## start Input material
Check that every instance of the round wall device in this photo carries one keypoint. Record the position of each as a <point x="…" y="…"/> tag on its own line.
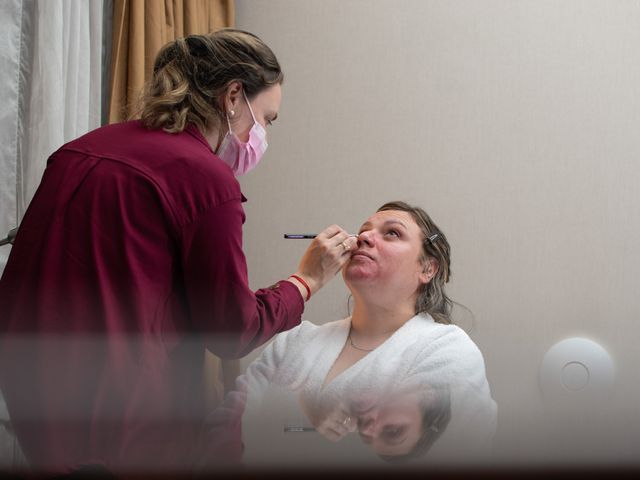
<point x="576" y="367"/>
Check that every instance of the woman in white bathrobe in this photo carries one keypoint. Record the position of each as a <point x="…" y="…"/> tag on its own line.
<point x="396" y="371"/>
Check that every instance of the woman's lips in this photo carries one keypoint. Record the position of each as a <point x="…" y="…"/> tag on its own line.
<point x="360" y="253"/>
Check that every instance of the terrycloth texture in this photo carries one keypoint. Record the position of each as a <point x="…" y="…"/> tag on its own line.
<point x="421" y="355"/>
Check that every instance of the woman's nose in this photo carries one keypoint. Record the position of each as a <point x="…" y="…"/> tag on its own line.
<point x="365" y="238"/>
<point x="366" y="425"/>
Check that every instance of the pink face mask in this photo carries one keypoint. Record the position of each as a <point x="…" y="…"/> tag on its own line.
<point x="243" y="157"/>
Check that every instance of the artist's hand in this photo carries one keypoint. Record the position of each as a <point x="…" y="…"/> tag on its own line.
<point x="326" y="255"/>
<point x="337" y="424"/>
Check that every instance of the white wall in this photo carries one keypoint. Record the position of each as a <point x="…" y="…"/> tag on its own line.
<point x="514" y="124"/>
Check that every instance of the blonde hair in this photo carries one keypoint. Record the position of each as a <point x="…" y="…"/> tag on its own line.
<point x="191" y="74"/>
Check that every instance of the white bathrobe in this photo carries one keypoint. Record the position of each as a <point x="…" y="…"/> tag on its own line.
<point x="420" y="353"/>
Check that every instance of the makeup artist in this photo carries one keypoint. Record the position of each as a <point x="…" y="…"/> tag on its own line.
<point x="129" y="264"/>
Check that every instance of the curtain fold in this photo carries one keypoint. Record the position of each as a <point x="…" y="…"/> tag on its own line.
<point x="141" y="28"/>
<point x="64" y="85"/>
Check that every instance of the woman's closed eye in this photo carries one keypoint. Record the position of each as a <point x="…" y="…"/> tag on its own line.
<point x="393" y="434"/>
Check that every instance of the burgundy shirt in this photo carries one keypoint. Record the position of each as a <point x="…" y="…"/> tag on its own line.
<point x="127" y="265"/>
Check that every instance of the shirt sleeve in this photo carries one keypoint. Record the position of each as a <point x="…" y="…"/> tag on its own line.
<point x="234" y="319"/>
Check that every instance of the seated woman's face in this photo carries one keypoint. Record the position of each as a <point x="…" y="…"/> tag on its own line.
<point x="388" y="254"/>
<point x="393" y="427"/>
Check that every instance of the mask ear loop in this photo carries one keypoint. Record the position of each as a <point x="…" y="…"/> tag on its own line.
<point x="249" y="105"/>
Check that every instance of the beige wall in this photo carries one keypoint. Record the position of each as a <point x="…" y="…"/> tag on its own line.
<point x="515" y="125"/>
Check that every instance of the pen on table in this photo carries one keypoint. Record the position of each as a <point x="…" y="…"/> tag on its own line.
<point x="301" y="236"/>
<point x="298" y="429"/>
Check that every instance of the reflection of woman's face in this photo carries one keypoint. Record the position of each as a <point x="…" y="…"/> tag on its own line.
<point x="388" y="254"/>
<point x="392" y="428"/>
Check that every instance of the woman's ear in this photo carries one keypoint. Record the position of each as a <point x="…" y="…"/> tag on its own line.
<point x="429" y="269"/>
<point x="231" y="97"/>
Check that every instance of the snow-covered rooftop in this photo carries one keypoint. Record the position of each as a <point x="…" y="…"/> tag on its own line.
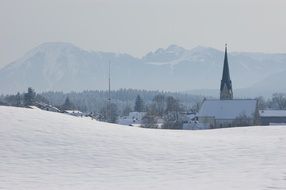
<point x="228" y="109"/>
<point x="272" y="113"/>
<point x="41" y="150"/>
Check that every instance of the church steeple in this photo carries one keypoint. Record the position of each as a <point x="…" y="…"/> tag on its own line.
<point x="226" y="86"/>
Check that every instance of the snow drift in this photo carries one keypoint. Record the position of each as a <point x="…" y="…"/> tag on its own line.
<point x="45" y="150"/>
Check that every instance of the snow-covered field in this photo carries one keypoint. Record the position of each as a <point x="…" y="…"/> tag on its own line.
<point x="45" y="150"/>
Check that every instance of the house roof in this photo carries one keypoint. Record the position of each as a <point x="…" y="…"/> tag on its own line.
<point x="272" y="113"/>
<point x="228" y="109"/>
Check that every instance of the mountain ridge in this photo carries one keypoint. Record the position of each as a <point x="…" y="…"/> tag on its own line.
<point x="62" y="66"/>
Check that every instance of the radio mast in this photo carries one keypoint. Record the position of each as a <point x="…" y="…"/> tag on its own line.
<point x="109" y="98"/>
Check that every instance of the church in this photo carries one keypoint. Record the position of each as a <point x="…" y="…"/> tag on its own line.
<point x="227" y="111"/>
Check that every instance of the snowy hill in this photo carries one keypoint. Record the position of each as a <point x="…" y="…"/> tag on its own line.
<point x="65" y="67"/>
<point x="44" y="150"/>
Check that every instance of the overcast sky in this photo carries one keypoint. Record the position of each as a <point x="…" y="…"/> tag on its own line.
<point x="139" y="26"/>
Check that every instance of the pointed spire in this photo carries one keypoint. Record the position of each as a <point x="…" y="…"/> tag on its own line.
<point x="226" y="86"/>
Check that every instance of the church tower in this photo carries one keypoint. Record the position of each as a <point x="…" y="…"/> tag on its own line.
## end Input material
Exclude the pictures and repeat every other part of the records word for word.

Check that every instance of the round wall device in this photo carries one keypoint. Record the position of each as a <point x="…" y="…"/> tag on its own line.
<point x="576" y="367"/>
Check that every instance of the woman in white bathrobe in this photo carries one keypoint. Record the position of each as a <point x="…" y="…"/> tag on its own line.
<point x="396" y="371"/>
Check that every instance of the woman's lips in this photo carries one keypoint. Record the position of each as a <point x="…" y="…"/> tag on its own line.
<point x="360" y="253"/>
Check that every instance of the terrycloth texture in this photo carries one keypoint. Record the position of each as a <point x="…" y="…"/> tag on its own line.
<point x="421" y="355"/>
Check that every instance of the woman's nose in this photo carries one keypoint. Record the position of each as a <point x="…" y="…"/> tag on its own line.
<point x="365" y="238"/>
<point x="366" y="425"/>
Check that every instance of the pink face mask in this photo carries one keypoint. Record the position of each as a <point x="…" y="…"/> tag on its own line.
<point x="243" y="157"/>
Check that every instance of the artist's hand in this photo carries one keypoint. Record the position of each as a <point x="…" y="…"/> tag on its own line.
<point x="326" y="255"/>
<point x="337" y="424"/>
Check that every instance of the white wall in this photo carries one keypoint. Record the position of each as a <point x="…" y="…"/> tag on its own line.
<point x="514" y="124"/>
Check that every instance of the blonde hair in this photo carries one keypoint. Record the position of each as a <point x="…" y="…"/> tag on its own line.
<point x="191" y="74"/>
Check that every instance of the white bathrobe in this photo carries one keypoint. Record the position of each as a <point x="…" y="…"/> tag on its own line.
<point x="420" y="353"/>
Check that every instance of the makeup artist in this photo carries one keypoint. Record the position of each as a <point x="…" y="…"/> tag on its own line.
<point x="129" y="264"/>
Check that every instance of the curtain fold in this photo carries one keypoint. Record the position of each as a <point x="…" y="…"/> tag on its own line.
<point x="141" y="28"/>
<point x="64" y="85"/>
Check that every instance of the woman's closed eye in this photo carries one keypoint. Record the position of each as a <point x="…" y="…"/> tag on its own line.
<point x="393" y="434"/>
Check that every instance of the burgundy shirt in this photo carries one keypoint. Record the position of each as a <point x="…" y="…"/> tag on its own line.
<point x="127" y="265"/>
Check that every instance of the shirt sleeve in this photo carries one keypoint. Record the position of each as a <point x="…" y="…"/> tag on its own line.
<point x="234" y="319"/>
Check that every instance of the seated woman's face in this photo carries one keypoint. Record the position of each as a <point x="…" y="…"/> tag on its own line.
<point x="388" y="254"/>
<point x="393" y="427"/>
Check that every instance of the mask ear loop in this photo carries one keypoint. Record the position of each as a <point x="…" y="…"/> tag on its own line.
<point x="249" y="105"/>
Check that every instance of the beige wall in this photo carries one keypoint. Record the position of each as a <point x="…" y="…"/> tag on its own line.
<point x="515" y="125"/>
Check that every instance of the pen on table in this photo carries one keypoint. Record the position of each as a <point x="…" y="…"/> tag on its own line.
<point x="301" y="236"/>
<point x="298" y="429"/>
Check that every instance of the reflection of woman's face in this photo carries one keypoint. Record the position of each as a <point x="…" y="…"/> tag on its own line.
<point x="388" y="254"/>
<point x="392" y="428"/>
Check that every instance of the woman's ear in this photo carries one keypoint. Record the position of each as a <point x="…" y="…"/> tag on its own line.
<point x="429" y="269"/>
<point x="231" y="97"/>
Check that every instance of the snow-covered rooftop in this photo carries one keypoint. Record the position of each as a <point x="…" y="…"/> tag on its own line.
<point x="228" y="109"/>
<point x="272" y="113"/>
<point x="41" y="150"/>
Check that every instance of the church steeple in this photo carries one keypoint. Record the position of each as a <point x="…" y="…"/> tag on its own line.
<point x="226" y="86"/>
Check that every instance of the snow drift in this photo carries one keypoint. Record the position of each as a <point x="…" y="…"/> tag on its own line.
<point x="45" y="150"/>
Check that every instance of the snow-covered field in this photo carries one keypoint. Record the position of each as a <point x="…" y="…"/> tag on its own line.
<point x="45" y="150"/>
Check that every instance of the house roof in this photo carries one keypoint. Record the position of each as a <point x="…" y="…"/> tag on its own line.
<point x="272" y="113"/>
<point x="228" y="109"/>
Check that every instance of the mountain ridge in this photo carries one keypoint. Record the position of each as a <point x="…" y="…"/> tag on its own line.
<point x="62" y="66"/>
Check that every instance of the radio mast in this photo carries one keypoint. Record the position of each as a <point x="…" y="…"/> tag on its own line.
<point x="109" y="98"/>
Check that every instance of the church in this photo carries one keypoint. Record the position of each as a <point x="…" y="…"/> tag on its own line.
<point x="227" y="111"/>
Check that every instance of the snowy hill in this photo carries one keypoint. Record the position of each as a <point x="…" y="…"/> tag on its own line.
<point x="65" y="67"/>
<point x="44" y="150"/>
Check that every instance of the overcast sky in this photo carries one keypoint. Record the position of each as a <point x="…" y="…"/> tag on its own line.
<point x="139" y="26"/>
Check that every instance of the pointed spire in this photo carries one keypoint. Record the position of each as a <point x="…" y="…"/> tag on its own line.
<point x="226" y="86"/>
Check that every instance of the church tower in this photo carries one keypoint. Record the position of each as a <point x="…" y="…"/> tag on its own line.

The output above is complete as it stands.